Source material —
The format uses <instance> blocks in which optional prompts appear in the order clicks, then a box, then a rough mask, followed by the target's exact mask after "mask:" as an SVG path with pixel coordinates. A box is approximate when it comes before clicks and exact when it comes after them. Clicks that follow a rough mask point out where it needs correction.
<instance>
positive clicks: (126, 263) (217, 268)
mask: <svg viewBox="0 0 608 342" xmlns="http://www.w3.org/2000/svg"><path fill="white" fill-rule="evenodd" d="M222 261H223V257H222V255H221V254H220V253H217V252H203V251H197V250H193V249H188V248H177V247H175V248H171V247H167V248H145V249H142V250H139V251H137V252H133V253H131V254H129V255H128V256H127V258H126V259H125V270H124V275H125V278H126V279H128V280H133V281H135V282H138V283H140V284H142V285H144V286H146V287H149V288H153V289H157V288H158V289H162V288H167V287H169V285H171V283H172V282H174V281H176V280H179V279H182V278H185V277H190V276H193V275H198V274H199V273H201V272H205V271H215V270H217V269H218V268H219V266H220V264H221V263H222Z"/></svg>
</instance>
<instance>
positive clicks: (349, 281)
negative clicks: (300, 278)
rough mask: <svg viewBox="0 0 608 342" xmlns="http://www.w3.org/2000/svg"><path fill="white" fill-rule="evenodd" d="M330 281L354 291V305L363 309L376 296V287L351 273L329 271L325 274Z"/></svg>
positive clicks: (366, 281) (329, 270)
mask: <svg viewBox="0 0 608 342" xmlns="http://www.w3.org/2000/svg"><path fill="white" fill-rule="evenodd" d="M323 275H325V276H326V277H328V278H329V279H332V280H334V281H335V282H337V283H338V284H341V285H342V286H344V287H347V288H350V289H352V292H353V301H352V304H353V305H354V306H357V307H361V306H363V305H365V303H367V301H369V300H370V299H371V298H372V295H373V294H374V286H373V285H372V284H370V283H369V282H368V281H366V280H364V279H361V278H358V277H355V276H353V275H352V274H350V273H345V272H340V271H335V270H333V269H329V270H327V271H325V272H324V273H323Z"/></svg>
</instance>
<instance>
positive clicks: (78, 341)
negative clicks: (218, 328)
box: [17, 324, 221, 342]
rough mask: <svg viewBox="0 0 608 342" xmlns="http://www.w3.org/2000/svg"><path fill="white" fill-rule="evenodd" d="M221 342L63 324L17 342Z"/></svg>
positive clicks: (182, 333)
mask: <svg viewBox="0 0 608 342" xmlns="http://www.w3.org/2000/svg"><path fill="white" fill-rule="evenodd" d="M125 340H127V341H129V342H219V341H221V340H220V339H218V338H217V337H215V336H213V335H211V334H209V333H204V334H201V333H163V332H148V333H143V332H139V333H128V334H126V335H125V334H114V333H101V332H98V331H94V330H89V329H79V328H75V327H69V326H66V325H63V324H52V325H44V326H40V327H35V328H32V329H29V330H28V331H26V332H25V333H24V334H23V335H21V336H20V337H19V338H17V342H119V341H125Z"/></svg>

Your assignment — Line by line, please copy the records above exactly.

Task output —
The format uses <instance> blocks in which optional prompts appear in the order clicks, then a box, then a rough mask, followed by the target's exact mask after "mask:" as an SVG path with pixel coordinates. A box is approximate when it comes before clicks and exact when it comes after them. Clicks that follow a rough mask point out where it needs correction.
<instance>
positive clicks: (126, 263) (217, 268)
mask: <svg viewBox="0 0 608 342" xmlns="http://www.w3.org/2000/svg"><path fill="white" fill-rule="evenodd" d="M222 261H223V257H222V255H221V254H220V253H217V252H203V251H197V250H193V249H188V248H177V247H175V248H171V247H167V248H145V249H142V250H139V251H137V252H133V253H131V254H129V255H128V256H127V258H126V259H125V270H124V275H125V278H126V279H128V280H133V281H135V282H138V283H140V284H142V285H144V286H146V287H149V288H153V289H157V288H158V289H162V288H167V287H169V285H171V283H172V282H174V281H176V280H179V279H182V278H185V277H190V276H193V275H198V274H199V273H201V272H205V271H215V270H217V269H218V268H219V266H220V264H221V263H222Z"/></svg>
</instance>
<instance>
positive clicks: (349, 281)
negative clicks: (300, 278)
rough mask: <svg viewBox="0 0 608 342" xmlns="http://www.w3.org/2000/svg"><path fill="white" fill-rule="evenodd" d="M330 281L354 291V305L363 309L376 296V287L351 273L329 271L325 274Z"/></svg>
positive clicks: (366, 281) (329, 270)
mask: <svg viewBox="0 0 608 342" xmlns="http://www.w3.org/2000/svg"><path fill="white" fill-rule="evenodd" d="M323 275H325V276H326V277H328V278H329V279H332V280H334V281H335V282H337V283H338V284H341V285H342V286H344V287H347V288H350V289H352V292H353V301H352V304H353V305H354V306H357V307H361V306H363V305H365V303H367V301H369V300H370V299H371V298H372V295H373V294H374V286H373V285H372V284H370V283H369V282H368V281H366V280H364V279H361V278H358V277H355V276H353V275H352V274H350V273H345V272H340V271H335V270H333V269H329V270H327V271H325V272H324V273H323Z"/></svg>
</instance>
<instance>
positive clicks: (78, 341)
negative clicks: (218, 328)
box: [17, 324, 221, 342]
rough mask: <svg viewBox="0 0 608 342" xmlns="http://www.w3.org/2000/svg"><path fill="white" fill-rule="evenodd" d="M221 342L63 324L17 342Z"/></svg>
positive clicks: (182, 333)
mask: <svg viewBox="0 0 608 342" xmlns="http://www.w3.org/2000/svg"><path fill="white" fill-rule="evenodd" d="M125 340H127V341H129V342H219V341H221V340H220V339H218V338H217V337H215V336H213V335H211V334H209V333H204V334H201V333H163V332H148V333H143V332H139V333H128V334H126V335H125V334H114V333H101V332H98V331H94V330H89V329H79V328H75V327H69V326H66V325H63V324H52V325H44V326H40V327H35V328H32V329H29V330H28V331H26V332H25V333H24V334H23V335H21V336H20V337H19V338H17V342H119V341H125Z"/></svg>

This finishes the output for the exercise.